__Texto dado__:
_ _ _ _

Originalmente esta fiesta conmemora la construcción de la basílica del Santo Sepulcro en Jerusalén, en el año 335 después de Cristo, después de que santa Helena, la madre del emperador Constantino, hubiese descubierto la Santa Cruz unos años antes. Desde entonces la devoción a la Santa Cruz ha sido una característica distintiva de los cristianos. 

Esta fiesta también se asocia a la recuperación de la reliquia de la Santa Cruz de los persas (que se la habían robado) en el siglo 7°.  Fue entonces que se inscribió en el calendario litúrgico de manera específica. 

La primera lectura es del libro de Números 21,4-9. Narra el episodio de la serpiente en el desierto. Los hebreos, cansados de caminar errantes por el desierto, comienzan a protestar contra Moisés. Entonces Dios les castiga con una plaga de serpientes. Las serpientes los picaban y muchos morían. El pueblo arrepentido, recurre a Moisés para que rece al Señor para que les libre. Dios entonces le da instrucciones a Moisés para que haga una serpiente de bronce y la coloque en un estandarte. Todo el que fuese picado por una serpiente miraba el estandarte y se curaba y salvaba su vida.

Las disposiciones litúrgicas de este día permiten sustituir la lectura de Números por el pasaje de san Pablo de Filipenses 2,6-11. Este es el llamado pasaje de la humildad de Jesús, que no se consideró ser tan importante como para no querer venir a estar con nosotros para salvarnos. Así tomó la forma y condición de uno de nosotros (la de un esclavo o de una persona de rango humilde, inferior) y se hizo obediente hasta la muerte y una muerte de cruz. Y debido a su sencillez y humildad y obediencia incondicional, por eso Dios lo exaltó sobre todo, dice san Pablo, y le concedió «el Nombre sobre todo nombre» de manera que al nombre de Jesús toda rodilla se doble y toda lengua proclame que Jesucristo es el Señor para gloria de Dios Padre.

_ _ _ _

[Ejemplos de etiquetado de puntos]
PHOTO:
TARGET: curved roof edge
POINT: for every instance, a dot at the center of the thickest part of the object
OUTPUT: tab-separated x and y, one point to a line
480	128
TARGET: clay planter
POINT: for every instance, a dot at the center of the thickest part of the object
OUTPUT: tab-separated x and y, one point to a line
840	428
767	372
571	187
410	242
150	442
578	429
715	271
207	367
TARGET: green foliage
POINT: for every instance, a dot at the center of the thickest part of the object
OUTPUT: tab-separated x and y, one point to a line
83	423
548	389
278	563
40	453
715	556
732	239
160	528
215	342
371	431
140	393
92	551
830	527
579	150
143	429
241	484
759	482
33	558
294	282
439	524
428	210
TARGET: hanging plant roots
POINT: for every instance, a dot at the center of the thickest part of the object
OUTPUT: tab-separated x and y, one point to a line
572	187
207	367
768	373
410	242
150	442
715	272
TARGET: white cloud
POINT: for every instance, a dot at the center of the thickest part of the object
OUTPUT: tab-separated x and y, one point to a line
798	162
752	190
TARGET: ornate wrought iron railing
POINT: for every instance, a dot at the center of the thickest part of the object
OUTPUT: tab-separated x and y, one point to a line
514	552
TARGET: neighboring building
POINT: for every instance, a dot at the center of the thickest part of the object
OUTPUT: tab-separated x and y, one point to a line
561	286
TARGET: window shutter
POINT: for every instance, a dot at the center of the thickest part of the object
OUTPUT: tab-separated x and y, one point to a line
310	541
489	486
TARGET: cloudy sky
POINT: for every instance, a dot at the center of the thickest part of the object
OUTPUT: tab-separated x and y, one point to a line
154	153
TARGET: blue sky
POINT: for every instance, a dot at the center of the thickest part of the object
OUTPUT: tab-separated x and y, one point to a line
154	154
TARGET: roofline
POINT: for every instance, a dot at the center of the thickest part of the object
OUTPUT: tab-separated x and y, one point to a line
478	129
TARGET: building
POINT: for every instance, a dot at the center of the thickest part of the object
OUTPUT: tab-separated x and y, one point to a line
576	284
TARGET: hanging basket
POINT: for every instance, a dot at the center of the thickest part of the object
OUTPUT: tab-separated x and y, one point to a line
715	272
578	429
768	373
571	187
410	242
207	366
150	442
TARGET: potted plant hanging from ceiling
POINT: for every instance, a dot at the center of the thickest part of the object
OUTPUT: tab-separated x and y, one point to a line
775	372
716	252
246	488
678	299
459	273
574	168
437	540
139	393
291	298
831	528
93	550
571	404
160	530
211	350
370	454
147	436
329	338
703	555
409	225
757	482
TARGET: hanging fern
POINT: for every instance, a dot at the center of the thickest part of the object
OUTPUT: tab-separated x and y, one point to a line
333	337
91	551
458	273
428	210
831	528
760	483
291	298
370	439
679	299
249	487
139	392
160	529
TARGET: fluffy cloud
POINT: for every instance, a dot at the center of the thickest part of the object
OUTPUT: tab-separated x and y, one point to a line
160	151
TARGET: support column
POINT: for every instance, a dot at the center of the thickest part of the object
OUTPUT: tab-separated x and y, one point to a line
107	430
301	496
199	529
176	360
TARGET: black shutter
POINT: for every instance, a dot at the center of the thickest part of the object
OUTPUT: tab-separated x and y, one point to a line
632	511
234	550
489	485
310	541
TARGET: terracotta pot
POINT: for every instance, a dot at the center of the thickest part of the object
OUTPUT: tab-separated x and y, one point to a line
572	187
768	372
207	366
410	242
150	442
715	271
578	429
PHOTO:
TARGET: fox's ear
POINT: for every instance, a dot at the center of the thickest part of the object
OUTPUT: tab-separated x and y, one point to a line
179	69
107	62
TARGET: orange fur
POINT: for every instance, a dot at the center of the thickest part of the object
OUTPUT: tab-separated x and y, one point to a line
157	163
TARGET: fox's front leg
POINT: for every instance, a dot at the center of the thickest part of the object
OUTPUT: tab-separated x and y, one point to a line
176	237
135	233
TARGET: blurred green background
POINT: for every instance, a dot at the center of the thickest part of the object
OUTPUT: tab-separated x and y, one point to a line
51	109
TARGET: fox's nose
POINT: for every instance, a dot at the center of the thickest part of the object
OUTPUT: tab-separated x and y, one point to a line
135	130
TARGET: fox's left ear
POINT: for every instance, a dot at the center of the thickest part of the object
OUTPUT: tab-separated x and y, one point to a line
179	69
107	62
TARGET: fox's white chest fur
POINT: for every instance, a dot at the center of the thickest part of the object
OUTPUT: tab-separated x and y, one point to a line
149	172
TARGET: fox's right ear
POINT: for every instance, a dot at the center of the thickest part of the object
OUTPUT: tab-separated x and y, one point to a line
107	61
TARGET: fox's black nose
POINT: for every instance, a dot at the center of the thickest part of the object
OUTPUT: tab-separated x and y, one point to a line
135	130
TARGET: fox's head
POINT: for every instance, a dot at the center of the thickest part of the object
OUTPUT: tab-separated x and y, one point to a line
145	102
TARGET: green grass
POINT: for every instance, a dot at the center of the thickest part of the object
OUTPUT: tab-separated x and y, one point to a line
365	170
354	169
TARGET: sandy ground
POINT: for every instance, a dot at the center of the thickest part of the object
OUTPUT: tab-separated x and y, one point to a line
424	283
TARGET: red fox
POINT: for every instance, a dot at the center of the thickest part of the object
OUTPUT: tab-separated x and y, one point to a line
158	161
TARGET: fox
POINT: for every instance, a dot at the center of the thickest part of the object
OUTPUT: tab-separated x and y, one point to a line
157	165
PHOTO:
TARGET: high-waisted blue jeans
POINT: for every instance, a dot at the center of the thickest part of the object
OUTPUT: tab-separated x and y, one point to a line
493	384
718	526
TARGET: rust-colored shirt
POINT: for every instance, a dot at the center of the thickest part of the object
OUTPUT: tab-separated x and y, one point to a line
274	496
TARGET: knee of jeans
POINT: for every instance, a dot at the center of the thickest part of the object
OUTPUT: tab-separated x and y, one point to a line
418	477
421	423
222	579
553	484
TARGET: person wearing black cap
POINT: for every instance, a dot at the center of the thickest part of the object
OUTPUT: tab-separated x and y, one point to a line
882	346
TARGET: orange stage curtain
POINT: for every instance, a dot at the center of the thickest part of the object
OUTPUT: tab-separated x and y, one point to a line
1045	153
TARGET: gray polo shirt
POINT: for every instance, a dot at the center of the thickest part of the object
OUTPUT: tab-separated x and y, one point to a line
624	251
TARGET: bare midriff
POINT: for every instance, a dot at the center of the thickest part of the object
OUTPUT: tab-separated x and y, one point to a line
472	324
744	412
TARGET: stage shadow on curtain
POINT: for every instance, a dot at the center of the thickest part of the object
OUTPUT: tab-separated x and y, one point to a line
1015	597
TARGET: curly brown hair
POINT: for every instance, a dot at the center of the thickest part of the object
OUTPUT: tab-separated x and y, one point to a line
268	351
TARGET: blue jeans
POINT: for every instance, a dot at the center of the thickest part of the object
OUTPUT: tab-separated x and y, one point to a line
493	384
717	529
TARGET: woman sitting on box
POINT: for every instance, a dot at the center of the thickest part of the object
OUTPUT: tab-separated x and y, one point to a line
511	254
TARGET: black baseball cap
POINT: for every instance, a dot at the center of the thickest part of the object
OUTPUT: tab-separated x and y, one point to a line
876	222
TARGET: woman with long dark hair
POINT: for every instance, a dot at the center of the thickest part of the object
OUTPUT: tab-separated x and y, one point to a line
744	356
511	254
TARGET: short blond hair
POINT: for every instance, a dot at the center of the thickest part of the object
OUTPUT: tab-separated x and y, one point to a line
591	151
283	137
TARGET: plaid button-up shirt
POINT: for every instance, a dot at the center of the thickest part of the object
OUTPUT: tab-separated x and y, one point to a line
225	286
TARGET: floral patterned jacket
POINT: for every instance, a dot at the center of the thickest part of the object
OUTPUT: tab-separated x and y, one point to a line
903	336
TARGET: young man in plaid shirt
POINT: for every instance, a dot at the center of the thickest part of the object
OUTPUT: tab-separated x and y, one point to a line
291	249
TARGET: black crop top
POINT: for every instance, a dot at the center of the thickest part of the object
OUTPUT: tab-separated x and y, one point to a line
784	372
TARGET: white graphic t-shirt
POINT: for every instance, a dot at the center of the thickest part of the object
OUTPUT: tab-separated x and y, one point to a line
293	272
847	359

_ _ _ _

__Instrucción dada__: Reproduce literalmente el pasaje del texto sobre la fiesta de la Santa Cruz que va desde "La primera lectura" hasta "salvaba su vida.". Los registros proceden de otra fuente distinta.

__Respuesta__:
La primera lectura es del libro de Números 21,4-9. Narra el episodio de la serpiente en el desierto. Los hebreos, cansados de caminar errantes por el desierto, comienzan a protestar contra Moisés. Entonces Dios les castiga con una plaga de serpientes. Las serpientes los picaban y muchos morían. El pueblo arrepentido, recurre a Moisés para que rece al Señor para que les libre. Dios entonces le da instrucciones a Moisés para que haga una serpiente de bronce y la coloque en un estandarte. Todo el que fuese picado por una serpiente miraba el estandarte y se curaba y salvaba su vida.